**Texto de lectura**
········
Cada vez que me he enfrentado a la muerte – antes de, y durante mi participación en la guerra de Angola – convencido de estar viviendo mis últimos minutos, me he sentido absolutamente solo, casi pudiera decirse que desnudo ante la parca, aunque amigos que profesan las más diversas creencias y religiones se han esforzado por convencerme de que jamás estuve solo en tales trances. Y han añadido algo que me parece muy razonable y hasta irrebatible: “Que tú creas o no, es lo de menos. Lo verdaderamente importante es que no estuviste solo y que hoy estamos aquí, hablando del tema, ¿o no?
Traigo esto a colación, porque tengo una amiga que ha pasado por pruebas terribles debido a su delicada salud. Una y otra vez se ha visto exigida, ha impuesto una voluntad admirable y un espíritu de guerrera y ha salido a flote. Y Camila sí cree, sí se siente bendecida por su Dios, aunque no escapa a momentos de flaqueza y dudas, por verse sometida nuevamente a los tormentos indescriptibles que ha vuelto a padecer y que le han llevado a contarme, como quien necesita un oído receptivo, un hombro sobre el que llorar y una palabra de aliento.
········
**Datos proporcionados**
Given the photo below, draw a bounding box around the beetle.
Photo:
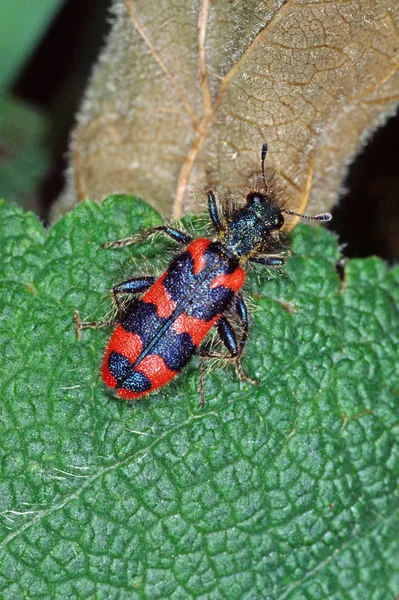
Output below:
[75,144,331,405]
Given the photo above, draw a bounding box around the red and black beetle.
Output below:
[75,144,331,404]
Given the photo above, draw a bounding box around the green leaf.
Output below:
[0,196,399,600]
[0,96,49,208]
[0,0,64,89]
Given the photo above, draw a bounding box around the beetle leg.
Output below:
[74,277,156,340]
[100,225,193,250]
[73,308,119,340]
[249,254,285,267]
[208,190,224,231]
[199,294,258,406]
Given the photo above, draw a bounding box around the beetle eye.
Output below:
[272,213,284,229]
[246,192,264,207]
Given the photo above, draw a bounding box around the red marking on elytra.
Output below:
[117,354,178,400]
[137,354,178,391]
[187,238,211,275]
[142,271,176,319]
[116,388,142,400]
[172,313,220,346]
[210,267,245,292]
[106,325,143,363]
[102,325,143,388]
[102,360,117,388]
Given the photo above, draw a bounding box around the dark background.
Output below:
[5,0,399,262]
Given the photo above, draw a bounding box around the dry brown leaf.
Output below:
[55,0,399,217]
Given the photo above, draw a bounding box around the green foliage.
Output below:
[0,97,49,207]
[0,0,64,89]
[0,196,399,600]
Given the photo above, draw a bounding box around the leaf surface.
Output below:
[54,0,399,217]
[0,197,399,600]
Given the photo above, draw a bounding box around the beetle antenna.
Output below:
[281,208,332,222]
[260,142,268,192]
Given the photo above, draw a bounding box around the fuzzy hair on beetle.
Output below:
[75,144,331,405]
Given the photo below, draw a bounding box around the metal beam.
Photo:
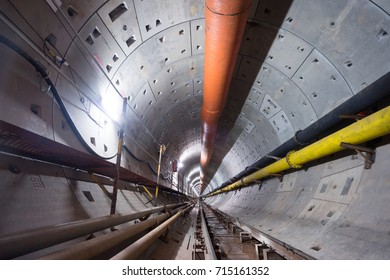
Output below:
[111,205,192,260]
[0,203,183,259]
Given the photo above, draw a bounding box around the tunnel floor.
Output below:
[138,204,283,260]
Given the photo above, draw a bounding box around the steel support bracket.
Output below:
[286,150,302,169]
[340,142,376,169]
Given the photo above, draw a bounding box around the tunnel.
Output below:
[0,0,390,260]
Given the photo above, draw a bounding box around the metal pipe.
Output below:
[111,205,192,260]
[199,203,217,260]
[213,72,390,195]
[200,0,251,192]
[40,205,187,260]
[210,106,390,195]
[110,98,127,215]
[0,203,183,259]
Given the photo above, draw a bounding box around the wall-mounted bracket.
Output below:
[340,142,375,169]
[339,114,363,121]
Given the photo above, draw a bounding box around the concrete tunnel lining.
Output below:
[0,0,390,259]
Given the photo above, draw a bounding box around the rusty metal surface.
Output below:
[0,121,155,186]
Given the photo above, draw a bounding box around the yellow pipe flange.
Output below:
[286,150,302,169]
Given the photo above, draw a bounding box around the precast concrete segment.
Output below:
[209,106,390,196]
[0,203,183,259]
[200,0,252,192]
[111,203,192,260]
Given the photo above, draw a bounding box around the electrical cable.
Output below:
[0,34,116,159]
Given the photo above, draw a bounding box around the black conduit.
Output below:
[123,145,168,181]
[0,34,116,159]
[213,72,390,191]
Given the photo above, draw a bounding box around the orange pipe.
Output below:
[200,0,252,192]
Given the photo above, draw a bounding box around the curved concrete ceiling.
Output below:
[62,0,390,195]
[0,0,390,259]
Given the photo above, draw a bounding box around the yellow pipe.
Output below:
[143,186,153,198]
[207,106,390,196]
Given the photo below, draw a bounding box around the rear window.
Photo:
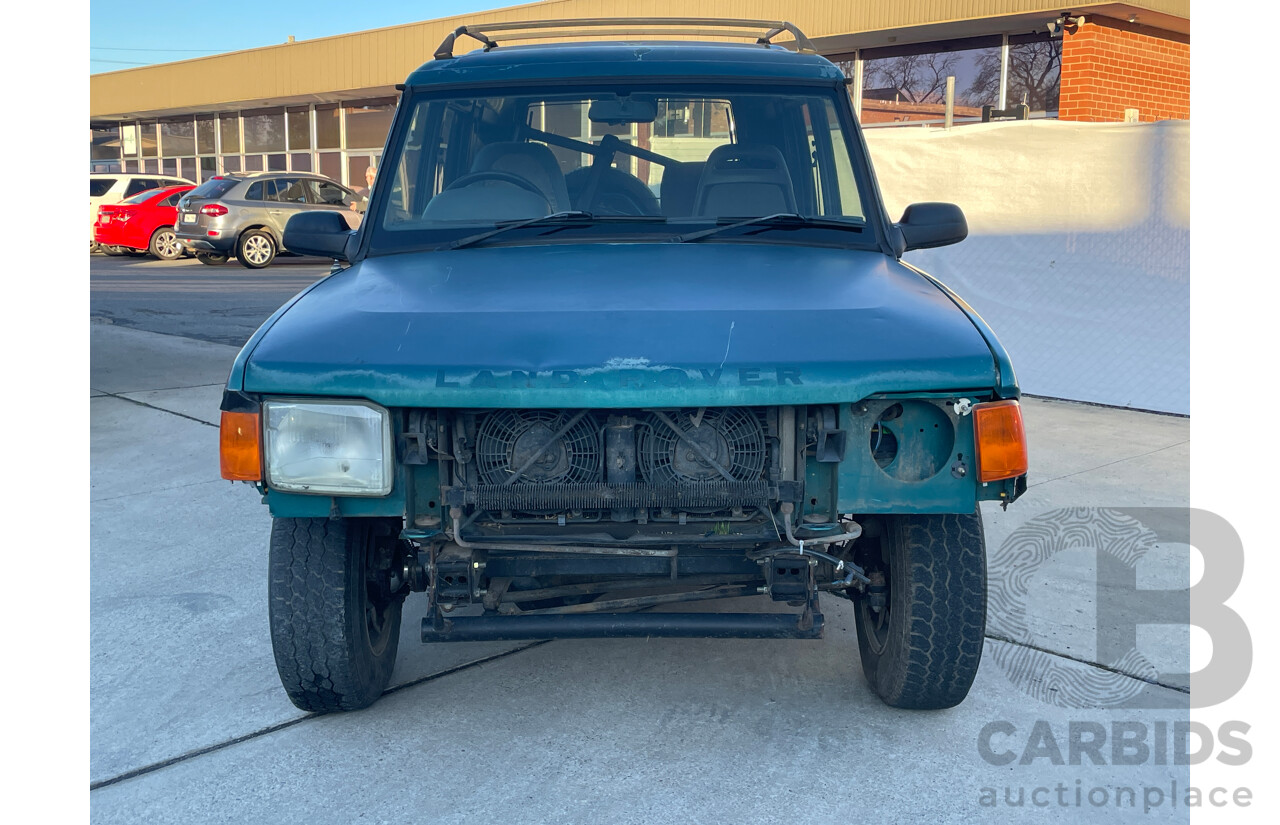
········
**Trabajo a realizar**
[1] Responde, según el texto sobre la soledad ante la muerte:
(a) ¿En qué guerra participó quien narra?
(b) ¿Cómo se llama la amiga mencionada?
(c) ¿Qué ha impuesto la amiga cada vez que se ha visto exigida?
[2] Extrae sin cambios del texto sobre la soledad ante la muerte el fragmento que va desde "Cada vez que" hasta "tema, ¿o no?", ambos incluidos.
[3] Escribe la continuación del texto sobre la soledad ante la muerte a partir de su última oración.

**Respuestas por número**
[1]
(a) En la guerra de Angola.
(b) Camila.
(c) Una voluntad admirable y un espíritu de guerrera.

[2]
Cada vez que me he enfrentado a la muerte – antes de, y durante mi participación en la guerra de Angola – convencido de estar viviendo mis últimos minutos, me he sentido absolutamente solo, casi pudiera decirse que desnudo ante la parca, aunque amigos que profesan las más diversas creencias y religiones se han esforzado por convencerme de que jamás estuve solo en tales trances. Y han añadido algo que me parece muy razonable y hasta irrebatible: “Que tú creas o no, es lo de menos. Lo verdaderamente importante es que no estuviste solo y que hoy estamos aquí, hablando del tema, ¿o no?

[3]
Su relato me hizo recordar una historia, cuya autoría desconozco, pero que me conmovió por su belleza y profundidad. Supe entonces que sería el mejor bálsamo para mi Camila guerrera y triste y que su lectura vendría a iluminar ese rostro querido y renovar su fe y sus fuerzas. El efecto fue inmediato y le pedí permiso para compartir lo sucedido con otras almas sensibles, que tampoco quedarán indiferentes, sin importar si se remiten a algún Dios o deidad en sus momentos de dolor y de felicidad. Espero lo disfruten como mi amiga y yo.
REPORTÁNDOSE
Una vez un sacerdote estaba dando un recorrido por la Iglesia al mediodía. Al pasar por el altar, decidió quedarse cerca para ver quién había venido a orar.
En ese momento se abrió la puerta; el sacerdote frunció el entrecejo al ver a un hombre acercándose por el pasillo. Estaba sin afeitarse desde hace varios días, vestía una camisa rasgada y tenía el abrigo gastado. El hombre se arrodilló, inclinó la cabeza, luego se levantó y se fue. Durante los siguientes días aquel hombre, siempre al mediodía, llegaba a la Iglesia cargando una maleta, se arrodillaba brevemente y luego volvía a salir.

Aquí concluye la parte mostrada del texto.